- What to work on
Locate each line below that contains the string "fire" and copy every such line in full. Treat the match as case-sensitive.

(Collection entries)
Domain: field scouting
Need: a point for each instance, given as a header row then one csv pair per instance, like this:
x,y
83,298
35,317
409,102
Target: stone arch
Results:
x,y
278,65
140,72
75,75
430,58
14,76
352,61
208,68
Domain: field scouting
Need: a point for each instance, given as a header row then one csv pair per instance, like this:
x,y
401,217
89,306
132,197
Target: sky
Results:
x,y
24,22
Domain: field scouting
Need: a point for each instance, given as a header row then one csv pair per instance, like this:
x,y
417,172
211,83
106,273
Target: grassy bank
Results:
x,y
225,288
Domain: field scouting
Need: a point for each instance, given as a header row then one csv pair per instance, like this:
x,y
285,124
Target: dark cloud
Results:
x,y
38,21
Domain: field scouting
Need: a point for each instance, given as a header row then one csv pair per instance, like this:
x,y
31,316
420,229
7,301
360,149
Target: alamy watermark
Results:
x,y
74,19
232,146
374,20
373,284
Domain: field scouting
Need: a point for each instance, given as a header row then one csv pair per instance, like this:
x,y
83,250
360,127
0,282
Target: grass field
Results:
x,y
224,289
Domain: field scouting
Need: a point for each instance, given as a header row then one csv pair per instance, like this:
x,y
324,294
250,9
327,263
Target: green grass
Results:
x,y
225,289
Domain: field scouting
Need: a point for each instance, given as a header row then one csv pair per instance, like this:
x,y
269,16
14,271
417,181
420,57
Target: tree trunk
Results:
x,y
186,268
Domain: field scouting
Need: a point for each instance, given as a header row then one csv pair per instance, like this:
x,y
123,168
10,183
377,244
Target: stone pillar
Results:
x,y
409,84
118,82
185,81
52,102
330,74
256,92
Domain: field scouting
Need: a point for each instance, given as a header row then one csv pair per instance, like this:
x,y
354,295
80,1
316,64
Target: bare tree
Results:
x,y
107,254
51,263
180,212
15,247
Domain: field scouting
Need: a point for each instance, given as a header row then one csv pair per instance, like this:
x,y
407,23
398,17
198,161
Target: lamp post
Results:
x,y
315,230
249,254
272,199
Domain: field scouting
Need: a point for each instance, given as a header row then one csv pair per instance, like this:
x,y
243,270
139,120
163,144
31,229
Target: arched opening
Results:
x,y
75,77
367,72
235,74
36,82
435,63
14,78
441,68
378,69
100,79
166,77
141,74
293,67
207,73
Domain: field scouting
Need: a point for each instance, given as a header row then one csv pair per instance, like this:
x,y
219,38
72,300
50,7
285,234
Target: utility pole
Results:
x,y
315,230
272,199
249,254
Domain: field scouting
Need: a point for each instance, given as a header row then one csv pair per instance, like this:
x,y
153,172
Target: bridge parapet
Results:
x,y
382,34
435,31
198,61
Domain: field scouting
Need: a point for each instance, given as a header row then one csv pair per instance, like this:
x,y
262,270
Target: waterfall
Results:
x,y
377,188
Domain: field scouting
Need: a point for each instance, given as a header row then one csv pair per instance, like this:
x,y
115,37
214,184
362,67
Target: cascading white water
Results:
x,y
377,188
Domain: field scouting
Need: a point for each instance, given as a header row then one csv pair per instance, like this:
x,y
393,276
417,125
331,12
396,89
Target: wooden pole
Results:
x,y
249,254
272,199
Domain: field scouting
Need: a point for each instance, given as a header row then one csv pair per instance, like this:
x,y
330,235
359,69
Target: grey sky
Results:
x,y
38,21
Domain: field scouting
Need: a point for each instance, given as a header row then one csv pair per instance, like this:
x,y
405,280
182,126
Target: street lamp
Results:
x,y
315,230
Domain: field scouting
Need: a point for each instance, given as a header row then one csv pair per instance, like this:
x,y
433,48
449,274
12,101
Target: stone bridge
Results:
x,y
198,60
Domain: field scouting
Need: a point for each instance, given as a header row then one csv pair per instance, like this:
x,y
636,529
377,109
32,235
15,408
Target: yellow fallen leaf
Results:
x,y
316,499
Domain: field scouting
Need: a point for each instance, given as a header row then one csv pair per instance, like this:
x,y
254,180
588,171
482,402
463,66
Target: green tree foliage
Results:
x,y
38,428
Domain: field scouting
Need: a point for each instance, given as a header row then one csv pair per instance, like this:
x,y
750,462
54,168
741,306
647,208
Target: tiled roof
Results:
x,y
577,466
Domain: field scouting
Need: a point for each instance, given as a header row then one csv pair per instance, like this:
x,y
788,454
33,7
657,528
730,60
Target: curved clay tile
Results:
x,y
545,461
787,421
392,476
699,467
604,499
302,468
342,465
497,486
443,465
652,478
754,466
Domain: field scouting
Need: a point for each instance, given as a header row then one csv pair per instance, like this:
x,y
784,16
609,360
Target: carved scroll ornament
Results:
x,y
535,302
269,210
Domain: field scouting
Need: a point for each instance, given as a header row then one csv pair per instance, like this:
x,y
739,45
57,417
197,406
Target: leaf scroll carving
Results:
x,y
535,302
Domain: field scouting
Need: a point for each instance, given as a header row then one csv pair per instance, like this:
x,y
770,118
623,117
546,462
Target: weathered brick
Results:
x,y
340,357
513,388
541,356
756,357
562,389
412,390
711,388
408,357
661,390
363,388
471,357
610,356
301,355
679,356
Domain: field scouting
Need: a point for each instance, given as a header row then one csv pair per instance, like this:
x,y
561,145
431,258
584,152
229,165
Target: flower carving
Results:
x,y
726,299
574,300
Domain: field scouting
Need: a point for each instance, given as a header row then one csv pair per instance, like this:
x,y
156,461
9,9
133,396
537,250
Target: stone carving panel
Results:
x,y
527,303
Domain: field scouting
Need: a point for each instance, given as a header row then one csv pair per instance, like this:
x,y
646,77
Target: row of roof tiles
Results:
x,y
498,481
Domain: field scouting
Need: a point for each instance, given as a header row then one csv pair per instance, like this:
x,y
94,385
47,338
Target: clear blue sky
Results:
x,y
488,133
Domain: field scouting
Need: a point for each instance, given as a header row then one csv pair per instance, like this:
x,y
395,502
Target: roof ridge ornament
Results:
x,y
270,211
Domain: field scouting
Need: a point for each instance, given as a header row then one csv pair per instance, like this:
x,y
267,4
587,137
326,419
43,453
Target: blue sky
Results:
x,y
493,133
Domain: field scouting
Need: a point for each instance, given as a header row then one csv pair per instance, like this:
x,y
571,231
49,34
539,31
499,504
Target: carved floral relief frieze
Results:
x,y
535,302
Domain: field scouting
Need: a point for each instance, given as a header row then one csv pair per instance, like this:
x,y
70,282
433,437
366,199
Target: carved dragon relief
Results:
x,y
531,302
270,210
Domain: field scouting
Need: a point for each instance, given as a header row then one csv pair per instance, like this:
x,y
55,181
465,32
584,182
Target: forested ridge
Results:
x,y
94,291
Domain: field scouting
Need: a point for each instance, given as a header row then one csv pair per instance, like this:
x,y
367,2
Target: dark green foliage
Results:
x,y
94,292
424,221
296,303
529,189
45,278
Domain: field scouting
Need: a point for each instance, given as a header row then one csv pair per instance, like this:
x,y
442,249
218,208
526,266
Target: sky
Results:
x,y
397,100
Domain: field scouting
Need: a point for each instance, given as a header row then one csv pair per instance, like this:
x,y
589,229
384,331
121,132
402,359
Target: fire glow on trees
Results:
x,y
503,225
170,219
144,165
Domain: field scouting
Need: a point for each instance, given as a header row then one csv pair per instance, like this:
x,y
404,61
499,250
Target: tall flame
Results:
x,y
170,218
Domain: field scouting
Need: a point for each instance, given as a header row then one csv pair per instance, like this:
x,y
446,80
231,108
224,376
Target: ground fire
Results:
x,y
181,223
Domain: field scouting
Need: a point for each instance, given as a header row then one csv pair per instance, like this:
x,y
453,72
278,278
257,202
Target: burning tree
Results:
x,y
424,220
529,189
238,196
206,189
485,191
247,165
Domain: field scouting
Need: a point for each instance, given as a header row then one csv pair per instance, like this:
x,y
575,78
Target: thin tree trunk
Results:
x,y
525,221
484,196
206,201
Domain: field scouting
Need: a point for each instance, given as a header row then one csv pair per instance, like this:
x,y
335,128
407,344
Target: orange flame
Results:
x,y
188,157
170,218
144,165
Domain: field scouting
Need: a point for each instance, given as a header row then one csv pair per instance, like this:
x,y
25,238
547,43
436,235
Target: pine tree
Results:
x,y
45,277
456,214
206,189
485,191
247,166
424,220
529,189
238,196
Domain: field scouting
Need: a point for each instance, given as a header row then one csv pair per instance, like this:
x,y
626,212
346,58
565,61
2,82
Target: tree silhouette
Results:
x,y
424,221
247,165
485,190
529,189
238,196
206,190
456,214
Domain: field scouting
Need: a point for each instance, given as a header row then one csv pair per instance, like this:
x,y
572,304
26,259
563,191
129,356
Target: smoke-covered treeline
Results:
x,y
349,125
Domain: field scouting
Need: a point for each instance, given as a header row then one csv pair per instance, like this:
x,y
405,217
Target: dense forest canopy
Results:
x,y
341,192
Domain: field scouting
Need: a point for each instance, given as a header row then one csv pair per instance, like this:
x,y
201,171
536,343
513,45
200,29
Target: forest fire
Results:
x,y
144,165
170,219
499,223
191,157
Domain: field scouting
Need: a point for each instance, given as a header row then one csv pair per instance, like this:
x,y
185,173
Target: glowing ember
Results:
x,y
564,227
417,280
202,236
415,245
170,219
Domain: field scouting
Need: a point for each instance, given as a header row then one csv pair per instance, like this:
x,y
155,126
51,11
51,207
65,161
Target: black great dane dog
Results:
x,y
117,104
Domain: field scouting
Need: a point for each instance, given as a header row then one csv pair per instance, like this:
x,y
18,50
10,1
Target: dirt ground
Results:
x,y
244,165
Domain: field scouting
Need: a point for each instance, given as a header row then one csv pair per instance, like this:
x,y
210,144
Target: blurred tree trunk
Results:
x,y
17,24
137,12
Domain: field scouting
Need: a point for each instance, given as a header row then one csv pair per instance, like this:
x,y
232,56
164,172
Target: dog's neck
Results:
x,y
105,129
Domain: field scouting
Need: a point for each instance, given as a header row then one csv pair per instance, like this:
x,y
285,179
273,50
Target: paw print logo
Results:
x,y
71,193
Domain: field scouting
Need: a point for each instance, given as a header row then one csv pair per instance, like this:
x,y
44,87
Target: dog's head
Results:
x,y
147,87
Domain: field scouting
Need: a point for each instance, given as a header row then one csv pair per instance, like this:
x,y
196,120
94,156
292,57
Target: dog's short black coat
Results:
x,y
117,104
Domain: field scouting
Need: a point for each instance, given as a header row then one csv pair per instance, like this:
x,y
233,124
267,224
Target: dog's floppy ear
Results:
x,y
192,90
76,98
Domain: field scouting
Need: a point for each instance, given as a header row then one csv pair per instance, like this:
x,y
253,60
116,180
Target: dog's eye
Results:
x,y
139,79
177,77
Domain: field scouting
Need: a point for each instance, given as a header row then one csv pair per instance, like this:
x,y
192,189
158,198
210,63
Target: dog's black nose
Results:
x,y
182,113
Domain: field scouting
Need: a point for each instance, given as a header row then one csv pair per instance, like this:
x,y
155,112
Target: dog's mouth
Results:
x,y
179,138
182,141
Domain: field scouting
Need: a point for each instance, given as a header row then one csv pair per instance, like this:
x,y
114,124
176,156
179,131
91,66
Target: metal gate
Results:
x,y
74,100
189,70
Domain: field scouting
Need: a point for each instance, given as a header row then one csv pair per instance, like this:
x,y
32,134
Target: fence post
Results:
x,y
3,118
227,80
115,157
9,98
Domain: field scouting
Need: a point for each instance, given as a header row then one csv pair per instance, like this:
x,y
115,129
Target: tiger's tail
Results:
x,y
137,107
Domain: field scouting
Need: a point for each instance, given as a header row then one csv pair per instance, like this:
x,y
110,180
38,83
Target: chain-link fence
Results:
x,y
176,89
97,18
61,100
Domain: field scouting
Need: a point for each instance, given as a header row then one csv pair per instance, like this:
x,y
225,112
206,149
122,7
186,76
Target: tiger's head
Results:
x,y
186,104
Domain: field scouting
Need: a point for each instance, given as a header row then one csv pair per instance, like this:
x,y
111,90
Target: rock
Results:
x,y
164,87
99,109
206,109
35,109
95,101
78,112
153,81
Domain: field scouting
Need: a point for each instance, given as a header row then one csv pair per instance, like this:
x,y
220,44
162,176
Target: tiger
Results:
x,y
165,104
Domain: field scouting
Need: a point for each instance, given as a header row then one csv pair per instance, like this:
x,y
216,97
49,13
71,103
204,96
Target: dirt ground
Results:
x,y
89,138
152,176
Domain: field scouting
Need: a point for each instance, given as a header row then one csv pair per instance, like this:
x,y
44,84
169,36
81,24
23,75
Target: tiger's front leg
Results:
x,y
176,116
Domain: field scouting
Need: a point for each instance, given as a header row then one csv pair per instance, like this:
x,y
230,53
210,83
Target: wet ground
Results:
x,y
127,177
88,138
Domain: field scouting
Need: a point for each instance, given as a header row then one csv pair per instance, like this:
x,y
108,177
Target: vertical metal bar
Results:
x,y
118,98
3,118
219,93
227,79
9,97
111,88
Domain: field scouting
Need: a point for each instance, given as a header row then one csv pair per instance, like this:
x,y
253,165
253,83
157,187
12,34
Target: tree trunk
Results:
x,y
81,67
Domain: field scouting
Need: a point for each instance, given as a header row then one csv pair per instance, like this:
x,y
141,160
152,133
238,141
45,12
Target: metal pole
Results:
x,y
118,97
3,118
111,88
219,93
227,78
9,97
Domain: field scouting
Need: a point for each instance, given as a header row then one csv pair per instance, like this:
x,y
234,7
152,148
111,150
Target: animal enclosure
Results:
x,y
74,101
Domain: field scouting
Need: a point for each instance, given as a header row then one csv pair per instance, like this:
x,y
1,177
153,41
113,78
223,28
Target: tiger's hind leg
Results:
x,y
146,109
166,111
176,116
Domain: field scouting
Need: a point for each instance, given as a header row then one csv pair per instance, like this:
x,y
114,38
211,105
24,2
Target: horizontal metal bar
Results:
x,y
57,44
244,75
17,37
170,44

- In response
Target: fire glow on trees
Target: ground fire
Target: forest fire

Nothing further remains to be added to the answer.